Task to complete
Reproduce the data that follows line for line, with no changes.
-- Start of Records for the exercise --
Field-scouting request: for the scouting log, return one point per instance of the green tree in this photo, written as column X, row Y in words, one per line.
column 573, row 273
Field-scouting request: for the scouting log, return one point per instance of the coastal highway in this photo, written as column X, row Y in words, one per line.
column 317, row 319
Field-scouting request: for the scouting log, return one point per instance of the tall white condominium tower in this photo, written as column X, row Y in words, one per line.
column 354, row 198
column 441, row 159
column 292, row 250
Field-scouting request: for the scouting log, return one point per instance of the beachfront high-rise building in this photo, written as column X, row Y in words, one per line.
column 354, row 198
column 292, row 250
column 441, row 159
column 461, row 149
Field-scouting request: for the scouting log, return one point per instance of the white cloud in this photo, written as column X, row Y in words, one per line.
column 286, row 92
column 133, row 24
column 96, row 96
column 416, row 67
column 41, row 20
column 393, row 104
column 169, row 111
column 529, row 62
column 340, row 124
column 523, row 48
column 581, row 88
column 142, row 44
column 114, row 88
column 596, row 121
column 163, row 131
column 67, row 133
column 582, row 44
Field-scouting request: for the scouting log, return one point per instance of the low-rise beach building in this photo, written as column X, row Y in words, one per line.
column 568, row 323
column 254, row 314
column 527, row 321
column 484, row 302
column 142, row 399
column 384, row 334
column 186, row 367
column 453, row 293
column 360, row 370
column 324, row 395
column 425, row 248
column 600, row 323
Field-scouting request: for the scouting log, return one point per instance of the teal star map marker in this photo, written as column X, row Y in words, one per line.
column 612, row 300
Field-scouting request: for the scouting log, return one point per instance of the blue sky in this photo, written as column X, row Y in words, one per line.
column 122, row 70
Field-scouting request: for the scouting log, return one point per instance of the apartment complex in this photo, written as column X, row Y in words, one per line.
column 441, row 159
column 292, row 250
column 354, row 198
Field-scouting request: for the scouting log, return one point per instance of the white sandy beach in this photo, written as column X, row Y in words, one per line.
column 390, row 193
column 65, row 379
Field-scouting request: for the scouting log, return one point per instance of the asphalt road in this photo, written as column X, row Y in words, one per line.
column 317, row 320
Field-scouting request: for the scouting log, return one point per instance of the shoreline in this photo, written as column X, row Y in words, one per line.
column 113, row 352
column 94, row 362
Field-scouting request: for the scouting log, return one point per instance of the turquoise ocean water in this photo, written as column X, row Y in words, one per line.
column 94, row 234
-- End of Records for the exercise --
Full response
Field-scouting request: for the scouting log, return one point per instance of the green tree in this photo, written as column X, row Y in words, one per line.
column 573, row 273
Field-scouting request: for the scouting log, return one point per instance of the coastal highway in this photo, written as column X, row Y in words, one per line.
column 317, row 319
Field-scouting request: for the scouting log, return one point per instance of the tall white condominium tower in this photo, written as column X, row Y in words, one per line.
column 354, row 198
column 441, row 159
column 292, row 250
Field-scouting request: for the scouting log, return one point per instance of the beachfront high-rise building in this photo, written as column X, row Y in words, one per line.
column 354, row 198
column 292, row 250
column 441, row 159
column 461, row 149
Field-scouting request: for the scouting log, return one point per instance of the white cloud in this photo, written as column X, row Y in words, one per line.
column 286, row 92
column 133, row 24
column 96, row 96
column 416, row 67
column 41, row 20
column 393, row 104
column 169, row 111
column 529, row 62
column 340, row 124
column 523, row 48
column 581, row 88
column 142, row 44
column 114, row 88
column 596, row 121
column 163, row 131
column 67, row 133
column 582, row 44
Field-scouting request: for the scouting log, return one point per instance of the low-rise beach building in this photo, written as column X, row Y in words, one per line.
column 568, row 323
column 254, row 314
column 527, row 321
column 484, row 302
column 142, row 399
column 384, row 334
column 186, row 367
column 453, row 293
column 360, row 370
column 324, row 395
column 425, row 248
column 600, row 323
Field-scouting request: for the scouting log, return one point per instance of the teal star map marker in this photo, written as column X, row Y in words, one per line.
column 612, row 300
Field-scouting request: for the scouting log, return one point per instance of the blue sky in this photo, written as column X, row Y in words, one per line.
column 122, row 70
Field-scouting request: for the scouting log, return one point per instance of the apartment complex in this photo, written as column X, row Y in words, one per line.
column 441, row 159
column 292, row 250
column 354, row 198
Field-scouting request: for the scouting log, return one point per instance of the white sandy beach in this photo, written as column X, row Y in words, one per line.
column 390, row 193
column 65, row 379
Field-scouting request: for the scouting log, return one point per instance of the asphalt road in this photo, written as column X, row Y in words, one per line.
column 317, row 320
Field-scouting request: for the scouting log, return one point per instance of the shoreline in this photo, written as column X, row Y in words, one per line.
column 113, row 352
column 94, row 362
Field-scouting request: for the scouting log, return one point per instance of the turquoise ocean water in this photo, written as column X, row Y in words, one per line.
column 94, row 234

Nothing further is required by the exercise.